> [Work to be completed]
Reproduce all the rows below, swapping every occurrence of "bounding box" for "rectangle" and leaving everything else unchanged. Omit the pictures from your answer.

> [Data to process]
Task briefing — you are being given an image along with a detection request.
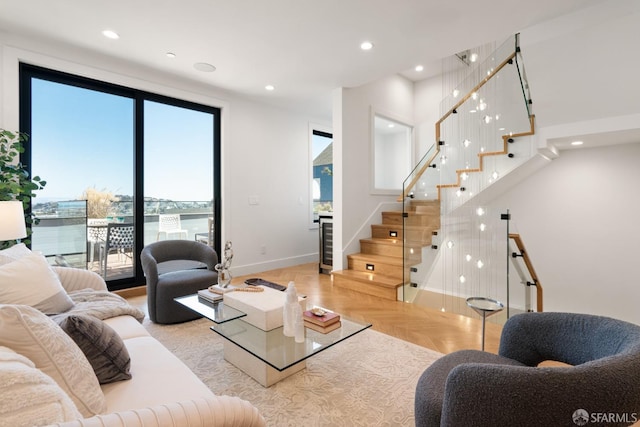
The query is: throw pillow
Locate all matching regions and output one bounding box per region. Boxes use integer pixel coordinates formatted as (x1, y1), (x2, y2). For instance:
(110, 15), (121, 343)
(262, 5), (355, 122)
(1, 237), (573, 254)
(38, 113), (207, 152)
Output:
(60, 314), (131, 384)
(0, 304), (107, 417)
(0, 347), (82, 427)
(0, 252), (73, 314)
(0, 243), (31, 265)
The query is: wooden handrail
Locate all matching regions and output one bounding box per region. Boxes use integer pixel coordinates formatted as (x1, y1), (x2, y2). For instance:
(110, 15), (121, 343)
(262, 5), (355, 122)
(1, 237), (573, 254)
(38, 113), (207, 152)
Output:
(398, 52), (520, 202)
(509, 233), (542, 312)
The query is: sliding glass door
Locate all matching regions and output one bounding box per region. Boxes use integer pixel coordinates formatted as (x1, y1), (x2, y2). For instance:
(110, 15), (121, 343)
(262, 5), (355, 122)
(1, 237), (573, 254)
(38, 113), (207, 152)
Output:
(144, 101), (216, 247)
(20, 64), (220, 289)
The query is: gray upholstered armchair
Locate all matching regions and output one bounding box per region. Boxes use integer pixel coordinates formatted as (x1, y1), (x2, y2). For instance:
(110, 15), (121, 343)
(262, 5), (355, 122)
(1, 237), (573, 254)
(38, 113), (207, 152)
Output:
(415, 313), (640, 427)
(140, 240), (218, 323)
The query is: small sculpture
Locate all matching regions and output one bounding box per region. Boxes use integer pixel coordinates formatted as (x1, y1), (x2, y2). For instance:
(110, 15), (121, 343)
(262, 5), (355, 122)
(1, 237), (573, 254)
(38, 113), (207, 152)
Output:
(214, 241), (233, 288)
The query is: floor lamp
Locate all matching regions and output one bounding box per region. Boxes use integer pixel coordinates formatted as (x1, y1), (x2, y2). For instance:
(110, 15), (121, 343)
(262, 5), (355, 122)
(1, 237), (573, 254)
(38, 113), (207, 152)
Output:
(0, 200), (27, 241)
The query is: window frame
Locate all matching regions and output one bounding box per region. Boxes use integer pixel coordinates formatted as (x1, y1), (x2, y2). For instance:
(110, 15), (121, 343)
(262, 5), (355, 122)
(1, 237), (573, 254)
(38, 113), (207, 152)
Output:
(19, 62), (222, 290)
(309, 123), (333, 229)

> [Task output]
Task briefing — you are being given an image along with a detection request.
The query is: throw pillow
Locate all matching regions and output one rectangle per region. Boxes use integer pixel coordinates formatted as (x1, y1), (x2, y2). For instance:
(110, 15), (121, 343)
(262, 5), (355, 122)
(1, 237), (573, 254)
(38, 113), (207, 152)
Output:
(60, 314), (131, 384)
(0, 304), (107, 417)
(0, 347), (82, 427)
(0, 252), (73, 314)
(0, 243), (31, 265)
The query is: wooden handrail
Locate all matching regions and output one rectangle per region. Boxes use integer pixel coordinates formatted as (x1, y1), (x2, y2). For instance:
(110, 15), (121, 343)
(262, 5), (355, 122)
(1, 237), (573, 254)
(38, 113), (207, 152)
Output:
(398, 52), (520, 202)
(509, 233), (542, 312)
The query is: sliding glass door
Locate all matching regions and output one rectangle per region. Boxes use integer pixel coordinates formatted as (x1, y1), (x2, y2). For instance:
(110, 15), (121, 343)
(262, 5), (355, 122)
(1, 237), (573, 254)
(38, 113), (207, 152)
Output:
(144, 101), (216, 247)
(20, 64), (220, 289)
The query is: gray upholstered armchair
Locate all matching regions and output one rectangle per region. Boxes use integer pixel coordinates formatted as (x1, y1), (x2, y2). For instance:
(110, 15), (121, 343)
(262, 5), (355, 122)
(1, 237), (573, 254)
(38, 113), (207, 152)
Output:
(415, 313), (640, 427)
(140, 240), (218, 323)
The query is: small sculpture
Locate all matching regions and output one rectangle per region. Boxes use integer pixel coordinates formatted as (x1, y1), (x2, y2). For instance:
(110, 15), (121, 343)
(262, 5), (355, 122)
(1, 237), (573, 254)
(38, 113), (207, 152)
Output:
(214, 241), (233, 288)
The query is: floor lamp
Locate all matching regions and output one rectangle per region. Boxes use integer pixel coordinates formatted as (x1, y1), (x2, y2). For instance:
(110, 15), (121, 343)
(262, 5), (355, 122)
(1, 237), (573, 254)
(38, 113), (207, 152)
Output:
(0, 200), (27, 241)
The query is: window frame
Locate all matching regions and output one rectangle per region. Boxes use integer pixel coordinates formatted as (x1, y1), (x2, y2). For instance:
(110, 15), (121, 343)
(262, 5), (355, 122)
(1, 237), (573, 254)
(38, 113), (207, 152)
Output:
(19, 62), (222, 290)
(309, 123), (333, 229)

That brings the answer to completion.